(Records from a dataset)
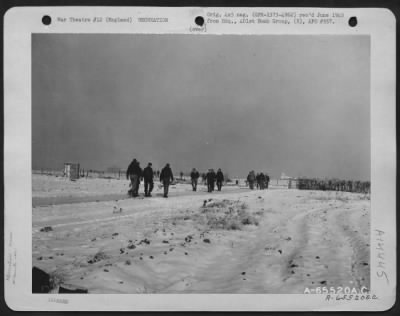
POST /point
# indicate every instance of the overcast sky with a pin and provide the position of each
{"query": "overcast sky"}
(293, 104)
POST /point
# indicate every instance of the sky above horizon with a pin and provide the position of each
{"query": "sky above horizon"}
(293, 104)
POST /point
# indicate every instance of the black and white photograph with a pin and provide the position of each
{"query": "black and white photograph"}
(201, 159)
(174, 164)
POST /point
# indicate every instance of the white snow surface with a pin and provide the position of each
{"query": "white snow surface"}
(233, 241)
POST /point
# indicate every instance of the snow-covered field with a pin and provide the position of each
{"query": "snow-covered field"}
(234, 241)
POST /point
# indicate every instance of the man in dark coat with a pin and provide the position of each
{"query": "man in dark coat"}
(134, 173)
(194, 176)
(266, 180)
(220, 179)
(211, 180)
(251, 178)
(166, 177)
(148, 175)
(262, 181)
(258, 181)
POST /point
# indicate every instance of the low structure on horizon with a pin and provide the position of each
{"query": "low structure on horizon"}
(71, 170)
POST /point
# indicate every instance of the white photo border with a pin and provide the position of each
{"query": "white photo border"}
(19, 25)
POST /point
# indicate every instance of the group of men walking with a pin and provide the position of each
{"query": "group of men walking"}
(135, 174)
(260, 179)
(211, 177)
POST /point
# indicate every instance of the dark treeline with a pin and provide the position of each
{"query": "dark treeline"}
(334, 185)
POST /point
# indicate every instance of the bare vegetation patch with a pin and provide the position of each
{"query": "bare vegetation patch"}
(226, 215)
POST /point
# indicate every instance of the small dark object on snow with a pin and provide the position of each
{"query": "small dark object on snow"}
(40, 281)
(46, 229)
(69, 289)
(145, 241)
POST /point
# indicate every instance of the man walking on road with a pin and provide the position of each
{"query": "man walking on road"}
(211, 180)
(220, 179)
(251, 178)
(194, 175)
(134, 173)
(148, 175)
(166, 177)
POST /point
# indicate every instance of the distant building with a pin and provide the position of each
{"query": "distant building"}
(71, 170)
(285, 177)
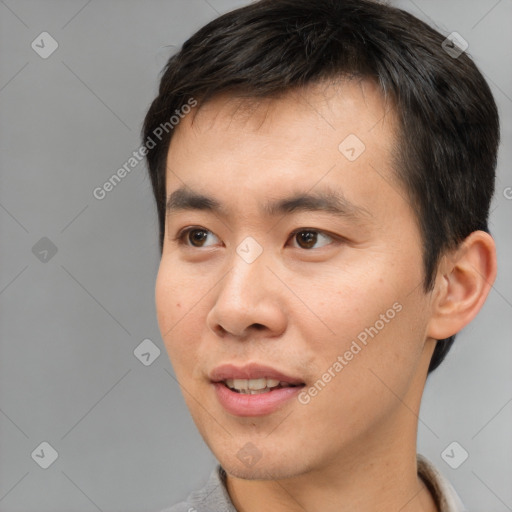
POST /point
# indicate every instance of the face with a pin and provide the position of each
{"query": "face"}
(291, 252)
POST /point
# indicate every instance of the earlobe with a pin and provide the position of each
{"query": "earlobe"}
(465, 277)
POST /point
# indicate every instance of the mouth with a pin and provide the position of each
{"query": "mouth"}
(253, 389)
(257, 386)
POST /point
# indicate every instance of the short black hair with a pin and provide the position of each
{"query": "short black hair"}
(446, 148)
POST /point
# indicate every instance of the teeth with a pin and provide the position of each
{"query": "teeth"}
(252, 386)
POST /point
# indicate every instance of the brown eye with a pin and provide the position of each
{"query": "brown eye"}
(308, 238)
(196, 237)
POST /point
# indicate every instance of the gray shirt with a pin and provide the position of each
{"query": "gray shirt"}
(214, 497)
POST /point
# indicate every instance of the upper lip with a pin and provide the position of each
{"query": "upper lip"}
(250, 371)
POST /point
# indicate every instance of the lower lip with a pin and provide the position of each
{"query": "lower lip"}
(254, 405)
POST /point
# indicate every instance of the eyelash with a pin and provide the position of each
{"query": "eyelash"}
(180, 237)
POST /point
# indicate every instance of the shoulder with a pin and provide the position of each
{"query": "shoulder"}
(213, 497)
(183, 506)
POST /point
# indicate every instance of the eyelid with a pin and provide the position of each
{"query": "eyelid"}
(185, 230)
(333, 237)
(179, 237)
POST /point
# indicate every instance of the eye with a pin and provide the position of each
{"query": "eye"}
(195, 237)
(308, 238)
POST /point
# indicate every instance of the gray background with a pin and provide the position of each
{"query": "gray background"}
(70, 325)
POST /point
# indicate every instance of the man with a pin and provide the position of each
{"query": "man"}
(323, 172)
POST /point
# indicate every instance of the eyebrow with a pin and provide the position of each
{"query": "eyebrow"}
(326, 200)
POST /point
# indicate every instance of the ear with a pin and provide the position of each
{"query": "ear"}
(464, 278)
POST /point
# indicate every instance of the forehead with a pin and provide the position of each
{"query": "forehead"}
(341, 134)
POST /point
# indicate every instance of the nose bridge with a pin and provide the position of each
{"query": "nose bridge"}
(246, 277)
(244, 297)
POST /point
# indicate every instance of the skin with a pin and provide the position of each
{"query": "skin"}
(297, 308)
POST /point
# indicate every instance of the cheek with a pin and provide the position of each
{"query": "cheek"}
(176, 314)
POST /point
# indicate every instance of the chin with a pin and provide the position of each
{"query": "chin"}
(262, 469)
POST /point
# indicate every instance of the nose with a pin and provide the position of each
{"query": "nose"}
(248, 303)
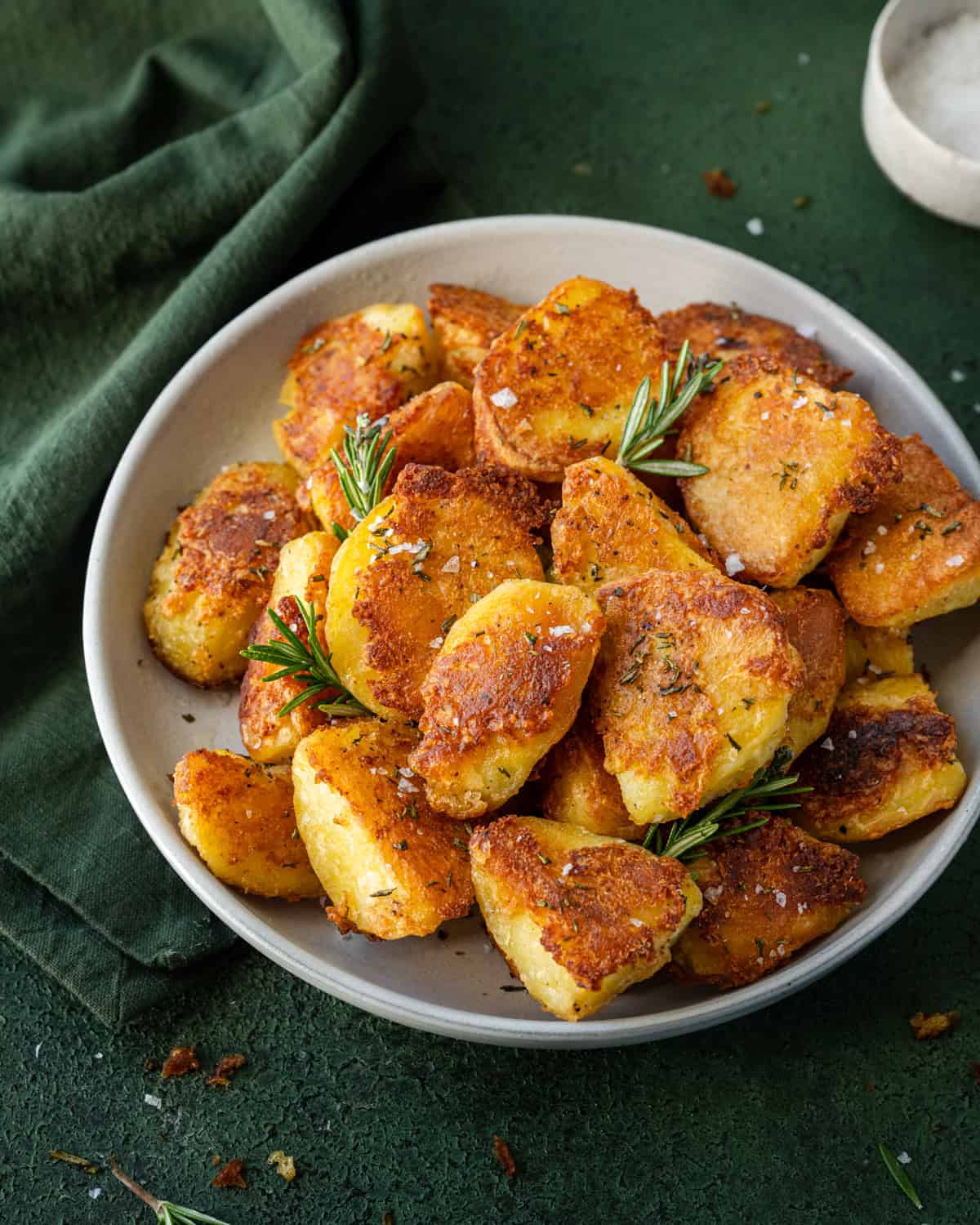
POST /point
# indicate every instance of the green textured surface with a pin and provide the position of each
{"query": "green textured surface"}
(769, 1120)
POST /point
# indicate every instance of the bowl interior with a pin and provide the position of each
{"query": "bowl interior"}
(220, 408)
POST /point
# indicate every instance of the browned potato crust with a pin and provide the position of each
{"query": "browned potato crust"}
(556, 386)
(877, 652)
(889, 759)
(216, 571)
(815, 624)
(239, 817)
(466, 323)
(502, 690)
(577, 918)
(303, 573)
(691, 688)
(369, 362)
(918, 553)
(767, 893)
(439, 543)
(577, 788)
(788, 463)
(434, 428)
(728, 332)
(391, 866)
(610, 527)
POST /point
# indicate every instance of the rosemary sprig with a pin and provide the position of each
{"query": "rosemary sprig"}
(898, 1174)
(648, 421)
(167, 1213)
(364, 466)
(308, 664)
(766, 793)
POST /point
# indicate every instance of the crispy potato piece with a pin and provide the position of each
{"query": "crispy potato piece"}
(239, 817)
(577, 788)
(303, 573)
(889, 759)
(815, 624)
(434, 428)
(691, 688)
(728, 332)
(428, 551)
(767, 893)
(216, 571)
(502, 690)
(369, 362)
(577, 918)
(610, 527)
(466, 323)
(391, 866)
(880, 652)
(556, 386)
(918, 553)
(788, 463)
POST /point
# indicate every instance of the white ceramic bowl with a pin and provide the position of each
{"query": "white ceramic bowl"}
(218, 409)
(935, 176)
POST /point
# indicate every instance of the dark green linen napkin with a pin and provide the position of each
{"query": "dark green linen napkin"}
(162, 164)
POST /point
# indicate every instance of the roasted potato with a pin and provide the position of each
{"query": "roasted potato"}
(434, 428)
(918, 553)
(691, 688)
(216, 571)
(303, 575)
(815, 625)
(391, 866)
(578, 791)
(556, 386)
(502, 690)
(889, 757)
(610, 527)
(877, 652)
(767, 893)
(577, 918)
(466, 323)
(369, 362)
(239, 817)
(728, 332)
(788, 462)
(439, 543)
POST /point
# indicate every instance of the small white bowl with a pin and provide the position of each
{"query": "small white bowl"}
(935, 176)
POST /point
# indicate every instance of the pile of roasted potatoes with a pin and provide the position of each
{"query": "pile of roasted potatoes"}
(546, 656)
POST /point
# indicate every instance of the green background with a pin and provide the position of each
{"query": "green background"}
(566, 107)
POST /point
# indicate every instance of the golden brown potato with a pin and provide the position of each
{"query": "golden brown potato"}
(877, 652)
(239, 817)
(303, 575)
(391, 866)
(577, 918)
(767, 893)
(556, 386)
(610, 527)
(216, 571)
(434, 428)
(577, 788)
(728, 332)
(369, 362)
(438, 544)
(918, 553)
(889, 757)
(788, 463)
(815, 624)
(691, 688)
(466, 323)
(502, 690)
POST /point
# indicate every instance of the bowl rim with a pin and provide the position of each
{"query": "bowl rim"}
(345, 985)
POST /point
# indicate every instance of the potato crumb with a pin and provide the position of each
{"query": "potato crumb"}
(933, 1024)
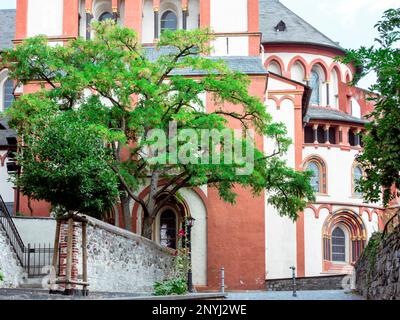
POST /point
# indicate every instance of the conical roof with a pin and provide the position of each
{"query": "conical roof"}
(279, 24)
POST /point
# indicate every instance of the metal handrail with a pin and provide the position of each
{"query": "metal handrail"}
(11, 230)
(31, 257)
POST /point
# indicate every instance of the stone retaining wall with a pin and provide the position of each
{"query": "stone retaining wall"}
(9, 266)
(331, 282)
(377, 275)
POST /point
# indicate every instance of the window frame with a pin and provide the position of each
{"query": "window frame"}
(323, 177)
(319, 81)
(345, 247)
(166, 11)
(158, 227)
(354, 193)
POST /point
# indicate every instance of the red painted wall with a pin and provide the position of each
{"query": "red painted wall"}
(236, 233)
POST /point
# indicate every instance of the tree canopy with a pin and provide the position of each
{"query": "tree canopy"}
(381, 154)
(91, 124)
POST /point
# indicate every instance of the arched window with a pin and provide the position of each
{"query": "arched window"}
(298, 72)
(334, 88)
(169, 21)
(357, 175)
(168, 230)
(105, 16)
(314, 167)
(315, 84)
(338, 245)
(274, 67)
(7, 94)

Exercise details:
How many of the lines above contain the word "dark"? Reply with the number alone.

Finished answer:
8